Entries taken from a collection:
--------------------------------------------------
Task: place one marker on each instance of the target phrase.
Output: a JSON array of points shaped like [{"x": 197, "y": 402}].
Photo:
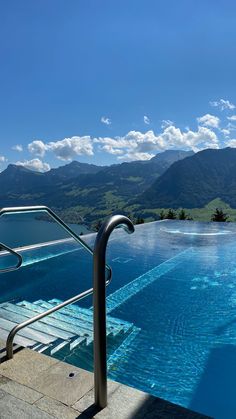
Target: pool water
[{"x": 176, "y": 281}]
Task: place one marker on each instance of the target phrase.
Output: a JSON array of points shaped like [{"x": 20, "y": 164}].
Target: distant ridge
[
  {"x": 87, "y": 189},
  {"x": 195, "y": 181}
]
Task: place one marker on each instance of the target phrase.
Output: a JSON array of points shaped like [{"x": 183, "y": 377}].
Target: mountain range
[
  {"x": 195, "y": 181},
  {"x": 93, "y": 191},
  {"x": 172, "y": 179}
]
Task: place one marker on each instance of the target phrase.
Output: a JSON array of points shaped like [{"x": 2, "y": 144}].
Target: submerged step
[
  {"x": 19, "y": 317},
  {"x": 134, "y": 287},
  {"x": 27, "y": 332},
  {"x": 61, "y": 333}
]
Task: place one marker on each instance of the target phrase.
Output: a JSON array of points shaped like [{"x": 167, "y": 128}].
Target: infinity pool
[{"x": 176, "y": 282}]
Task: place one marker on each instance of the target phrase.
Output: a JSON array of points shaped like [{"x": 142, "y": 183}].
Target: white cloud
[
  {"x": 222, "y": 104},
  {"x": 231, "y": 118},
  {"x": 209, "y": 121},
  {"x": 166, "y": 123},
  {"x": 17, "y": 147},
  {"x": 231, "y": 143},
  {"x": 136, "y": 145},
  {"x": 146, "y": 120},
  {"x": 225, "y": 132},
  {"x": 136, "y": 156},
  {"x": 37, "y": 147},
  {"x": 65, "y": 149},
  {"x": 105, "y": 120},
  {"x": 34, "y": 164}
]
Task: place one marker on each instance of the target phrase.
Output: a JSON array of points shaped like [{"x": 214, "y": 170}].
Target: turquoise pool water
[{"x": 176, "y": 281}]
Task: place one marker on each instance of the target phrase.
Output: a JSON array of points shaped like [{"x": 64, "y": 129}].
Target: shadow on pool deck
[
  {"x": 215, "y": 394},
  {"x": 42, "y": 387}
]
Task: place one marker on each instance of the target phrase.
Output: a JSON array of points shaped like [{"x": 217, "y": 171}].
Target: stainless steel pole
[{"x": 99, "y": 304}]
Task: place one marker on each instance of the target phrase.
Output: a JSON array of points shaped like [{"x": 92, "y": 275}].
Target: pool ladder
[{"x": 99, "y": 291}]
--------------------------------------------------
INSTRUCTIONS TO FOLLOW - All entries must be written out again exactly as given, with no pictures in the copy.

RESULT OF THE EXERCISE -
Task: place one marker on each instance of the target phrase.
Output: a JSON array of points shaped like [{"x": 197, "y": 402}].
Photo:
Target: pool water
[{"x": 176, "y": 281}]
Task: place one marker on each instance of the target phrase.
Output: a JSON array of points shaped like [{"x": 20, "y": 164}].
Target: distant ridge
[
  {"x": 87, "y": 189},
  {"x": 195, "y": 181}
]
Task: place one marker on each instance of the target phrase.
Output: a JSON array of points shaped like [{"x": 183, "y": 377}].
Target: mountain range
[
  {"x": 195, "y": 181},
  {"x": 93, "y": 191},
  {"x": 172, "y": 179}
]
Task: place one marker on each instance of the target phrase.
Output: a JSON array of points shaped like [{"x": 2, "y": 144}].
Target: submerged step
[
  {"x": 19, "y": 317},
  {"x": 134, "y": 287},
  {"x": 27, "y": 332},
  {"x": 61, "y": 333}
]
Task: place one marker on each instance of the target phrase.
Output: a JSON array of points shaped like [{"x": 167, "y": 128}].
Target: infinity pool
[{"x": 176, "y": 282}]
Task: place one marker on each instance of the target phrase.
Output: a JSON array of points shaped like [{"x": 142, "y": 183}].
Target: white cloud
[
  {"x": 222, "y": 104},
  {"x": 231, "y": 118},
  {"x": 209, "y": 121},
  {"x": 166, "y": 123},
  {"x": 17, "y": 147},
  {"x": 231, "y": 143},
  {"x": 136, "y": 145},
  {"x": 146, "y": 120},
  {"x": 225, "y": 132},
  {"x": 136, "y": 156},
  {"x": 37, "y": 147},
  {"x": 65, "y": 149},
  {"x": 105, "y": 120},
  {"x": 34, "y": 164}
]
Task: place one marker on each instance of the target phrase.
Output: a JSON array of points shaped like [{"x": 214, "y": 170}].
Target: turquoise pool water
[{"x": 176, "y": 281}]
Task: place one marker on each instance of the target phrase.
Output: a JSON array of points shaped like [{"x": 64, "y": 129}].
Target: shadow on pool deck
[
  {"x": 215, "y": 394},
  {"x": 42, "y": 387}
]
Task: place one marker on each instance of the target phrase.
Output: a JSON array of points shaped like [{"x": 217, "y": 171}].
Target: stainless steel pole
[{"x": 99, "y": 304}]
Task: place one marker on each instance of the target phrase.
Output: a JSON array of points shaped like [{"x": 92, "y": 275}].
Target: pool ladder
[{"x": 99, "y": 291}]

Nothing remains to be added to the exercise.